Work instructions: Format every line of the records below as a numbered list, omitting any blank lines.

[Saved entries]
┌────────

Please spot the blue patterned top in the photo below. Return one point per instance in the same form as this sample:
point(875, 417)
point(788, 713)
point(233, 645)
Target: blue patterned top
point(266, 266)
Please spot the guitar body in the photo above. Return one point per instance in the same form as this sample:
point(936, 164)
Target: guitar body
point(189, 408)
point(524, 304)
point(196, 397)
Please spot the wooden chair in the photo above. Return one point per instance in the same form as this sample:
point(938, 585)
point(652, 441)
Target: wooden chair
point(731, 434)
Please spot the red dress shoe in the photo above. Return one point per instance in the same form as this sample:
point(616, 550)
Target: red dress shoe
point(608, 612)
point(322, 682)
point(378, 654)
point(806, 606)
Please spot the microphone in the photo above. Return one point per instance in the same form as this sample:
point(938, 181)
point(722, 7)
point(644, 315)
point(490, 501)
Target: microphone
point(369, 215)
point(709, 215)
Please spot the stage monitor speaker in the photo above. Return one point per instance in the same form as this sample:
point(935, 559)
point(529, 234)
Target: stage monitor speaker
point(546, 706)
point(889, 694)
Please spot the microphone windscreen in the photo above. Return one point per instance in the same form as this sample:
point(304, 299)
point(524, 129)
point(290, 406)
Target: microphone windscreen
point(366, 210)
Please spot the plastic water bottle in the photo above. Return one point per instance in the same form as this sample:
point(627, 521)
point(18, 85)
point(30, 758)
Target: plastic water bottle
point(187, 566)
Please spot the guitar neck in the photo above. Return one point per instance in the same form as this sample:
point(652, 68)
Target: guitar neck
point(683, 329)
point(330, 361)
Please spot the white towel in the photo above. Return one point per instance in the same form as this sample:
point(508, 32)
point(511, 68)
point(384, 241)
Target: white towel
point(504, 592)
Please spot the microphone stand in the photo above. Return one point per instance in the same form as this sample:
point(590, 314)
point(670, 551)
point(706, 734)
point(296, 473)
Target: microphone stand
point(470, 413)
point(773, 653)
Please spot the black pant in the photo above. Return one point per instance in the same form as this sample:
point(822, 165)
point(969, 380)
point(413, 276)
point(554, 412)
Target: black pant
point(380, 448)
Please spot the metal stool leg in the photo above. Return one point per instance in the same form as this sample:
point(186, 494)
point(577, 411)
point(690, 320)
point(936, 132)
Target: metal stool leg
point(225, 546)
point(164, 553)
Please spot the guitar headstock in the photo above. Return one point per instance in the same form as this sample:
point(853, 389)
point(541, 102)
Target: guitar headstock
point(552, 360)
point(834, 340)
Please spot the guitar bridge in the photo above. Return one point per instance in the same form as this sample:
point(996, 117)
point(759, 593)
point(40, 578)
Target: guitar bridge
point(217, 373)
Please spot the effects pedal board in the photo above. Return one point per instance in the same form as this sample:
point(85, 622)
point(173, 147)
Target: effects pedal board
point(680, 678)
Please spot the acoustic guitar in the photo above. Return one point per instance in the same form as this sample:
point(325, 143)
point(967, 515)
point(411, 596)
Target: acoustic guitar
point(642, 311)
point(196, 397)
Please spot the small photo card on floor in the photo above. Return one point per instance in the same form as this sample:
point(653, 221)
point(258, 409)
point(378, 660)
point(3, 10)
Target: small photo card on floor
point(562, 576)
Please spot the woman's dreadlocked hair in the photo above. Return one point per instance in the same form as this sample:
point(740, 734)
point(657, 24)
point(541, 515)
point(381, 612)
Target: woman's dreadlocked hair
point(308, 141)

└────────

Answer to the exercise:
1. Please spot the blue patterned top in the photo below. Return one point per instance in the same form as this sample:
2. point(875, 417)
3. point(788, 713)
4. point(233, 645)
5. Target: blue patterned top
6. point(266, 266)
7. Please spot the guitar body in the photo above. Return one point per instance in the same form as this sample:
8. point(936, 164)
9. Target: guitar body
10. point(189, 408)
11. point(524, 304)
12. point(196, 397)
13. Please spot the wooden chair in the photo above. Return one point per instance in the same form as this sample:
14. point(938, 585)
15. point(652, 441)
16. Target: wooden chair
17. point(731, 434)
18. Please spot the red dress shoe in the photo above. Return one point per instance in the same form as this sample:
19. point(616, 550)
20. Target: red dress shoe
21. point(608, 612)
22. point(322, 682)
23. point(378, 654)
24. point(806, 606)
25. Please spot the microphone in the photo above. Return one point per instance in the same form as this sample:
26. point(938, 181)
27. point(722, 7)
28. point(644, 315)
29. point(490, 501)
30. Target: microphone
31. point(369, 215)
32. point(709, 215)
33. Please spot the stage monitor speaker in the photo above. Return one point per instance in the same form as this sample:
34. point(935, 559)
35. point(529, 234)
36. Target: stage monitor speaker
37. point(546, 706)
38. point(889, 694)
39. Please spot the microphone windscreen in the photo above. Return one point per instance in the same form as this sample:
40. point(304, 299)
41. point(524, 129)
42. point(290, 406)
43. Target: microphone windscreen
44. point(366, 210)
45. Please spot the plastic water bottle in the photo above. Return one point per instance in the same form as this sample:
46. point(627, 521)
47. point(18, 85)
48. point(30, 758)
49. Target: plastic water bottle
50. point(187, 566)
51. Please spot the guitar neck in the photo above. Return one point per instance in the same form as this sample:
52. point(652, 68)
53. Target: guitar neck
54. point(683, 329)
55. point(330, 361)
56. Please spot the white towel in the photo above. Return one point per instance in the same form as this sample:
57. point(508, 32)
58. point(511, 68)
59. point(384, 241)
60. Target: white towel
61. point(504, 592)
62. Please spot the microphone stand in the photo above. Return one point per instance in the same form as this sample:
63. point(590, 314)
64. point(670, 551)
65. point(706, 734)
66. point(296, 473)
67. Target: microphone stand
68. point(470, 413)
69. point(773, 653)
70. Please spot the black pant in the photo above. Return one point per instance in the same form as this sample:
71. point(822, 165)
72. point(969, 380)
73. point(413, 276)
74. point(554, 412)
75. Target: black pant
76. point(380, 448)
77. Please spot the metal stool leg in the photo above. Return one point per instance in the same form as this sample:
78. point(186, 494)
79. point(577, 411)
80. point(690, 320)
81. point(936, 132)
82. Target: metal stool leg
83. point(225, 546)
84. point(164, 553)
85. Please spot the guitar headstock in the photo above. Return one point per instance in the same form as this sample:
86. point(853, 389)
87. point(541, 102)
88. Target: guitar headstock
89. point(552, 360)
90. point(834, 340)
91. Please spot the guitar bridge in the photo above. Return one point per instance in the same form as this sample:
92. point(996, 117)
93. point(759, 593)
94. point(40, 578)
95. Target: guitar bridge
96. point(217, 373)
97. Please spot the effects pedal board in the photo above. Return one point per instance in the same form as this sample:
98. point(85, 622)
99. point(173, 147)
100. Target: effects pedal board
101. point(680, 678)
102. Please spot the acoustic guitar in the photo above. Return one point per instance in the same form as this sample:
103. point(325, 143)
104. point(967, 515)
105. point(411, 596)
106. Target: acoustic guitar
107. point(642, 311)
108. point(196, 397)
109. Please spot the small photo card on floor in the photo above. Return one point per instance in the same form as this sample:
110. point(653, 221)
111. point(258, 409)
112. point(378, 660)
113. point(3, 10)
114. Target: small photo card on floor
115. point(562, 576)
116. Please spot the woman's dreadlocked hair in the photo above. Return one point per instance in the same form as this sample:
117. point(740, 734)
118. point(657, 24)
119. point(541, 515)
120. point(381, 612)
121. Target: woman's dreadlocked hair
122. point(308, 141)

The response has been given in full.